* Begin Input *

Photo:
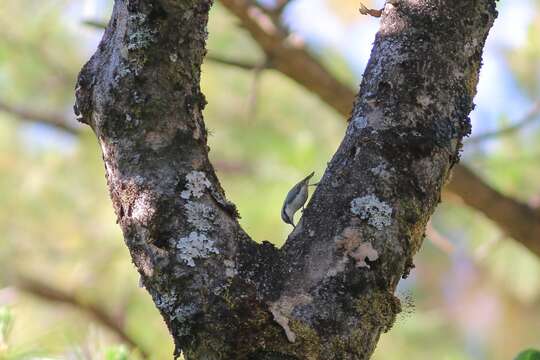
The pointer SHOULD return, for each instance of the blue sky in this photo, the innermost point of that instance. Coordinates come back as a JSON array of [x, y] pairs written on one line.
[[314, 21]]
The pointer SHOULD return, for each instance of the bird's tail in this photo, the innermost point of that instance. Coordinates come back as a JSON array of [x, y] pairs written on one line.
[[309, 176]]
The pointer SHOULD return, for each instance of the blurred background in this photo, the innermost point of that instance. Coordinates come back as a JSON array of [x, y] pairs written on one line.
[[68, 289]]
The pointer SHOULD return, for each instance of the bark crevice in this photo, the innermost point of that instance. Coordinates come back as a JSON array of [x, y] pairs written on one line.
[[328, 293]]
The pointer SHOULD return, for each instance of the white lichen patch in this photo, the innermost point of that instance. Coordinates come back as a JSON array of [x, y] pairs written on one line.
[[283, 308], [166, 302], [350, 241], [194, 246], [377, 213], [200, 215], [196, 184], [230, 268], [381, 171], [424, 100]]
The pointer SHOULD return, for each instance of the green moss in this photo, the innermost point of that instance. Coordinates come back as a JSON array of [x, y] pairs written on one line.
[[307, 342]]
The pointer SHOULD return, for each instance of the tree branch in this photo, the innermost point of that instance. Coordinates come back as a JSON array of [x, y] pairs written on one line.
[[54, 119], [293, 61], [52, 294]]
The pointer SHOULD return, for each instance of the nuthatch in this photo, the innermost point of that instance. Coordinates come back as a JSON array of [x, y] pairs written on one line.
[[296, 198]]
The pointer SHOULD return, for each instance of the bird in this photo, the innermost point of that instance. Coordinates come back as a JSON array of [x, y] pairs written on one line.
[[296, 198]]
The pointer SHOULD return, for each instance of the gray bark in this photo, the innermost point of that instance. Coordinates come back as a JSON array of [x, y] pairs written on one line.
[[328, 293]]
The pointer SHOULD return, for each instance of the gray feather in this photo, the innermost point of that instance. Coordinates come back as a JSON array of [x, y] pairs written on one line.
[[295, 199]]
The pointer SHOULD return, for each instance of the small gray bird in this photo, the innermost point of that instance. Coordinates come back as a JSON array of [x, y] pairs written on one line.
[[296, 198]]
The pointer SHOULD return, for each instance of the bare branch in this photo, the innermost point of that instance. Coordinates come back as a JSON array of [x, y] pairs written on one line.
[[49, 293], [516, 219], [296, 62], [530, 117]]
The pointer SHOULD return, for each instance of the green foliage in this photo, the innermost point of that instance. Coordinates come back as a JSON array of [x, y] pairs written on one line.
[[116, 353], [57, 223], [530, 354]]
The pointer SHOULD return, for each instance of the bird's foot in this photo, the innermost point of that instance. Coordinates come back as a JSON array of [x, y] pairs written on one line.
[[372, 12]]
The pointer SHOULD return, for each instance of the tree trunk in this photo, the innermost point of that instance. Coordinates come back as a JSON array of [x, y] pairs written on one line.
[[328, 293]]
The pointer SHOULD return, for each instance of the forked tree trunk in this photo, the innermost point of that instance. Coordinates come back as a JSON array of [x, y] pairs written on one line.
[[328, 293]]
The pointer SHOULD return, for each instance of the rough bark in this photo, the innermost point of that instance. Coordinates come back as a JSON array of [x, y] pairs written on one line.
[[328, 293], [294, 60]]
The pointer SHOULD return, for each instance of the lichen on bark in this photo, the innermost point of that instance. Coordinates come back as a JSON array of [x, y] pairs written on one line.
[[328, 293]]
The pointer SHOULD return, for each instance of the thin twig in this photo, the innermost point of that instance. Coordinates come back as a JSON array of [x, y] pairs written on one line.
[[246, 65]]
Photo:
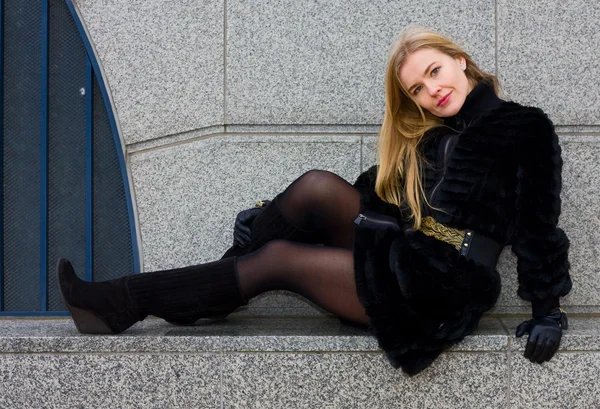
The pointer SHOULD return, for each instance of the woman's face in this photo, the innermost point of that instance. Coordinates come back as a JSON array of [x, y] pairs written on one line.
[[436, 81]]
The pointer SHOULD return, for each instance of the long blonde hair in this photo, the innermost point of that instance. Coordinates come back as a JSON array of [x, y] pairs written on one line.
[[399, 178]]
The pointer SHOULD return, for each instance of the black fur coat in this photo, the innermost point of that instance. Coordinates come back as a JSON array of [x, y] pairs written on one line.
[[503, 180]]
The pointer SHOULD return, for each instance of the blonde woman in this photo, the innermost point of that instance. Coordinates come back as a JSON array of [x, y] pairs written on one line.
[[411, 248]]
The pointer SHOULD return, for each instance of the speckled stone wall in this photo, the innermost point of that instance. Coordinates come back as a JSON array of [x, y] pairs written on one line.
[[224, 103]]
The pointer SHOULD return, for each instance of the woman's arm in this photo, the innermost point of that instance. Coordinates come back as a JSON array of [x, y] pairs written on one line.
[[541, 247]]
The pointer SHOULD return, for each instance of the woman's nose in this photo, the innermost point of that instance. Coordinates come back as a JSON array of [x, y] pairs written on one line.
[[433, 89]]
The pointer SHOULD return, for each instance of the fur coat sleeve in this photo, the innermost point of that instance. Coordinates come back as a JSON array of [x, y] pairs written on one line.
[[540, 246]]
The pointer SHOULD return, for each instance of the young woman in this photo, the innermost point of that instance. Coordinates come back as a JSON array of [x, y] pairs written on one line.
[[411, 248]]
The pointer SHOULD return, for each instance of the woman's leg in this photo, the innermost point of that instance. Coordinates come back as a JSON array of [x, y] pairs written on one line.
[[320, 202], [324, 275], [318, 207]]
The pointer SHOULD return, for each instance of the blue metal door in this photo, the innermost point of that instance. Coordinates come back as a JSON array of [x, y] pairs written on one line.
[[64, 190]]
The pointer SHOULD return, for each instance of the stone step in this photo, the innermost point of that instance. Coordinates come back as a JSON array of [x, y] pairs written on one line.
[[297, 362]]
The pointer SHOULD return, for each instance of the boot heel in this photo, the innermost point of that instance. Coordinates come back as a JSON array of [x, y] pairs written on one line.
[[87, 322]]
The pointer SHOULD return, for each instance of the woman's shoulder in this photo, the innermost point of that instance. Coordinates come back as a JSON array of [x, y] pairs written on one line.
[[518, 112], [515, 118]]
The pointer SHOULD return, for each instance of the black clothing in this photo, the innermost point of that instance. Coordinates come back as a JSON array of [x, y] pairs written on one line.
[[502, 179]]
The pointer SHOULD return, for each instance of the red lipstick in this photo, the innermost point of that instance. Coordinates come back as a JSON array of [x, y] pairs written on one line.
[[445, 99]]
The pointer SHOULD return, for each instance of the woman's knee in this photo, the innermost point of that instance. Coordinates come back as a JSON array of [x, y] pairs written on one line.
[[321, 183]]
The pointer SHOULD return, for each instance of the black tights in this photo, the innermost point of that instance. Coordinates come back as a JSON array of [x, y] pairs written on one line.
[[324, 204]]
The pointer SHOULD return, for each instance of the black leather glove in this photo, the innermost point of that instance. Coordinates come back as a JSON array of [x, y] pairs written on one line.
[[241, 230], [545, 334]]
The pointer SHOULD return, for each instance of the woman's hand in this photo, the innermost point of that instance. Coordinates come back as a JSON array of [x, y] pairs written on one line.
[[545, 334], [241, 230]]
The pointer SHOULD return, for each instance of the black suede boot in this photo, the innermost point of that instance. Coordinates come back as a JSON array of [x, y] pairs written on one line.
[[111, 307], [97, 308]]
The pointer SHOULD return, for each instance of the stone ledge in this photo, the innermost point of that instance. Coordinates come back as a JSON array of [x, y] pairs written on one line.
[[249, 362], [249, 334]]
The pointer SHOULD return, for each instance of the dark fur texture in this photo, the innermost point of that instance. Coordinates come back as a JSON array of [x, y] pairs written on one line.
[[503, 180]]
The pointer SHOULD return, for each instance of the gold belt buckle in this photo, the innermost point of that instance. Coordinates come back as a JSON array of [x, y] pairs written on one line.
[[460, 239]]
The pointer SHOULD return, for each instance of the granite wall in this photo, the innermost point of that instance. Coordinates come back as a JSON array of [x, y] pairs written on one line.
[[222, 103]]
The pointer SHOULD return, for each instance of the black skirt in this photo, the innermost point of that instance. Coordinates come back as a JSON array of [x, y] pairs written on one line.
[[421, 297]]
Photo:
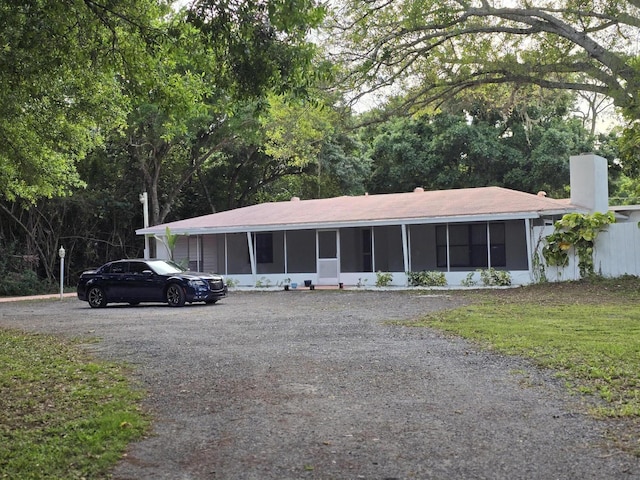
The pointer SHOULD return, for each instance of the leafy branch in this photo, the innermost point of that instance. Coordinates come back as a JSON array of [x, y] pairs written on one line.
[[578, 231]]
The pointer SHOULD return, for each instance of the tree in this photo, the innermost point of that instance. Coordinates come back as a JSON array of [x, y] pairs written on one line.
[[62, 65], [525, 149], [436, 49], [224, 55]]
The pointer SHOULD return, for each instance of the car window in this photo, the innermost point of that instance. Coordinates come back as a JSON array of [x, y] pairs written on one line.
[[165, 268], [118, 267], [138, 267]]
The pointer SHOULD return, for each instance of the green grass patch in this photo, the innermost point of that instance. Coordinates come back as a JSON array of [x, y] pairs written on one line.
[[596, 348], [62, 414]]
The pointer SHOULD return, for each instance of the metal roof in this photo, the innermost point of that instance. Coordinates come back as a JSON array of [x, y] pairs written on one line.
[[419, 206]]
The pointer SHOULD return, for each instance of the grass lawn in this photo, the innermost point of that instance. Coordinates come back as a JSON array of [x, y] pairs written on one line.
[[588, 332], [62, 415]]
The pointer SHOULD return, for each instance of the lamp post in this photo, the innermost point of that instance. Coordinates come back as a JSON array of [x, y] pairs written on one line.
[[144, 200], [61, 252]]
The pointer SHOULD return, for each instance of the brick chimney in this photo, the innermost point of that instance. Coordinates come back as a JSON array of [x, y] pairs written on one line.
[[589, 182]]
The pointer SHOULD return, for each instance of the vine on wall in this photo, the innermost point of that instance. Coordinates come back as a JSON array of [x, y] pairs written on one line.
[[578, 231]]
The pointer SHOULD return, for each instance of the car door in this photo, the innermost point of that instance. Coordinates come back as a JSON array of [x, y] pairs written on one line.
[[142, 285], [112, 280]]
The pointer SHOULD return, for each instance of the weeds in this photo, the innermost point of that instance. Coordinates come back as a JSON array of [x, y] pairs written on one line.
[[62, 415]]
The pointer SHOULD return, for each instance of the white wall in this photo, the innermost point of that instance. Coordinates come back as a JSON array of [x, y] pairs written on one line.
[[616, 253]]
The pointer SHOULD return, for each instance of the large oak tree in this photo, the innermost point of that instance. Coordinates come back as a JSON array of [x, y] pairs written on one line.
[[437, 48]]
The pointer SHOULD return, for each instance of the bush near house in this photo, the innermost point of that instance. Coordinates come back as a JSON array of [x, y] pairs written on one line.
[[427, 279]]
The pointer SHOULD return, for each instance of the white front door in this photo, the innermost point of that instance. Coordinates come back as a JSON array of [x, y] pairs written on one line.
[[328, 257]]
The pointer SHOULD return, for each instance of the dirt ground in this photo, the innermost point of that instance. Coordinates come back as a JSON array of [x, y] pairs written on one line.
[[316, 384]]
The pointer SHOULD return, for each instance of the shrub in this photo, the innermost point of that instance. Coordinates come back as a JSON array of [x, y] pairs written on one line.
[[492, 277], [22, 283], [427, 279], [383, 279]]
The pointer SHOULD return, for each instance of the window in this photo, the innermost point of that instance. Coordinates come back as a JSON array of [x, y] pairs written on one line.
[[263, 244], [468, 245], [138, 267], [367, 258]]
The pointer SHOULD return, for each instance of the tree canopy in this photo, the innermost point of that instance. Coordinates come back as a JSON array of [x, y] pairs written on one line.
[[437, 48], [61, 69]]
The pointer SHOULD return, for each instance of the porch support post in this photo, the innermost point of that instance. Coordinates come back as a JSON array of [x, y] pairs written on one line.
[[286, 263], [405, 248], [226, 255], [530, 253], [252, 258]]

* End Input *

Render the lines from the one containing "The pointer SHOULD return, for each instance of the lamp" to the one containing "[[144, 200], [61, 252]]" as a numbered list, leaving out any blank lines.

1. The pointer SHOULD return, for each instance of the lamp post in this photo, the innermost point of that instance. Coordinates come back as a JSON array of [x, y] pairs written on one line.
2. [[144, 200], [61, 252]]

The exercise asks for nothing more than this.